Text extract
Hardy’s long life was marked by much struggle and personal disappointments. He suffered from frequent bouts of ill health as a child, and would sometimes have recurring episodes of ill health in his adult years. His humble origins made it difficult for him to rise in the class-conscious society of Victorian England, while his lack of formal education made establishing his literary reputation a longer and more circuitous path than that experienced by his more upper-class and well-connected contemporaries. His marriage to Emma Gifford, which lasted from 1874 until her death in 1912, was tumultuous, and frequently marked by periods of estrangement. Nevertheless, when she died, Hardy found himself in deep mourning, and wrote several poems reflecting on their life and love, such as “The Voice” (1912). He married his second wife, Florence Dugdale, in 1914, even though she was nearly 40 years his junior and often resented his enduring obsession with Emma’s memory. Hardy did not have any children. He died on January 11, 1928, at the age of 87. He was cremated, and his ashes were placed in the famous Poets’ Corner in Westminster Abbey.
Thomas Hardy’s influence on his contemporaries and future generation of younger writers and poets was openly acknowledged, with writers such as D.H. Lawrence and William Butler Years citing Hardy as one of their major inspirations. Hardy’s prose is often set in the countryside and small towns of the fictional region of Wessex, which is modeled on his native Dorset. Hardy’s works frequently address the themes of romantic entanglements, societal pressures, and economic inequalities, while also being known for their loving depictions of the people, rituals, and natural beauties of the English countryside. While known primarily for his novels, Hardy remained committed to poetry throughout his life; his poems are still studied by literary scholars and critics.

Extracted entries
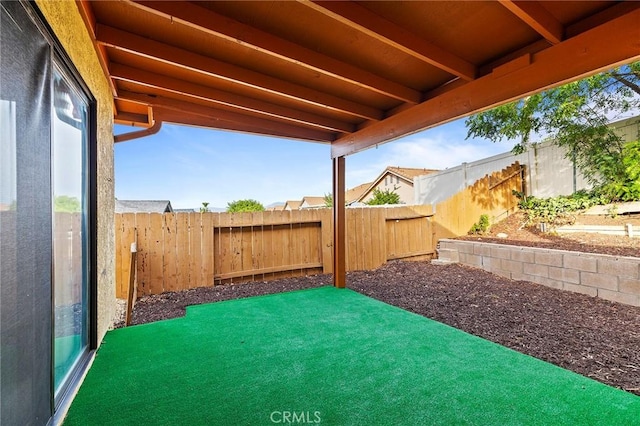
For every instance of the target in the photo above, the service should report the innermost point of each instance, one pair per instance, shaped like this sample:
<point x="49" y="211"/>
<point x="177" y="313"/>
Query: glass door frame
<point x="71" y="76"/>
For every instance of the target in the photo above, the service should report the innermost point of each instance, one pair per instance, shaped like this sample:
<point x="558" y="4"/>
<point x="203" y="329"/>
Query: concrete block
<point x="616" y="296"/>
<point x="535" y="269"/>
<point x="564" y="274"/>
<point x="473" y="260"/>
<point x="520" y="276"/>
<point x="482" y="249"/>
<point x="466" y="247"/>
<point x="591" y="279"/>
<point x="548" y="258"/>
<point x="576" y="288"/>
<point x="446" y="244"/>
<point x="629" y="285"/>
<point x="511" y="266"/>
<point x="501" y="272"/>
<point x="488" y="262"/>
<point x="449" y="254"/>
<point x="522" y="255"/>
<point x="548" y="282"/>
<point x="441" y="262"/>
<point x="501" y="252"/>
<point x="583" y="263"/>
<point x="613" y="266"/>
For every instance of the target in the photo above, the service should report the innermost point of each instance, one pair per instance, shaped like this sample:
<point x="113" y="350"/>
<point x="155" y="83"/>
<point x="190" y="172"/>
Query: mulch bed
<point x="591" y="336"/>
<point x="520" y="235"/>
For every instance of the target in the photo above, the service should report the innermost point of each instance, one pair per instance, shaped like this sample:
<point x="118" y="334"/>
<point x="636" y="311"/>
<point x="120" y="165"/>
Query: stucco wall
<point x="68" y="26"/>
<point x="392" y="183"/>
<point x="599" y="275"/>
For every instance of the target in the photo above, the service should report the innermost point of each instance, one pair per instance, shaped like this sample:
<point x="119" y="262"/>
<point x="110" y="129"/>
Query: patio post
<point x="339" y="223"/>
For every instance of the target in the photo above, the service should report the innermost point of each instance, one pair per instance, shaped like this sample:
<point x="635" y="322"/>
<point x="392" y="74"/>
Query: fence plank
<point x="142" y="257"/>
<point x="118" y="258"/>
<point x="207" y="249"/>
<point x="267" y="244"/>
<point x="195" y="250"/>
<point x="179" y="251"/>
<point x="170" y="254"/>
<point x="182" y="250"/>
<point x="327" y="241"/>
<point x="156" y="253"/>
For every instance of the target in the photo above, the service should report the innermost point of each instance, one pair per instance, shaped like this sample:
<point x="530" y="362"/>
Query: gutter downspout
<point x="157" y="124"/>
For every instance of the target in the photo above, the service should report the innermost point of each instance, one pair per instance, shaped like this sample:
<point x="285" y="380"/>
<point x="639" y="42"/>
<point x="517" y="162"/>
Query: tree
<point x="248" y="205"/>
<point x="383" y="197"/>
<point x="576" y="117"/>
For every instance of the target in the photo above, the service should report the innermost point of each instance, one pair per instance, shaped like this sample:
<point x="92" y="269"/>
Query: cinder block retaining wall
<point x="608" y="277"/>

The exercise
Condense the paragraph of the Hardy text that opens "Hardy's long life was marked" into a bulleted list that keeps its main facts. Rely only on the Hardy text for what follows, not on the entries.

Solution for this problem
- Hardy's long life held much struggle and personal disappointment.
- He was often ill as a child and had recurring bouts of illness as an adult.
- His humble origins hindered his rise in class-conscious Victorian England.
- Lacking formal education, he took a longer, more roundabout path to literary recognition than better-connected, upper-class contemporaries.
- His marriage to Emma Gifford (1874 until her death in 1912) was turbulent and often marked by estrangement.
- After her death he mourned deeply and wrote poems about their life and love, such as "The Voice" (1912).
- In 1914 he married Florence Dugdale, nearly 40 years younger, who often resented his lasting fixation on Emma's memory.
- He had no children.
- He died on January 11, 1928, aged 87. He was cremated, and his ashes were placed in Poets' Corner, Westminster Abbey.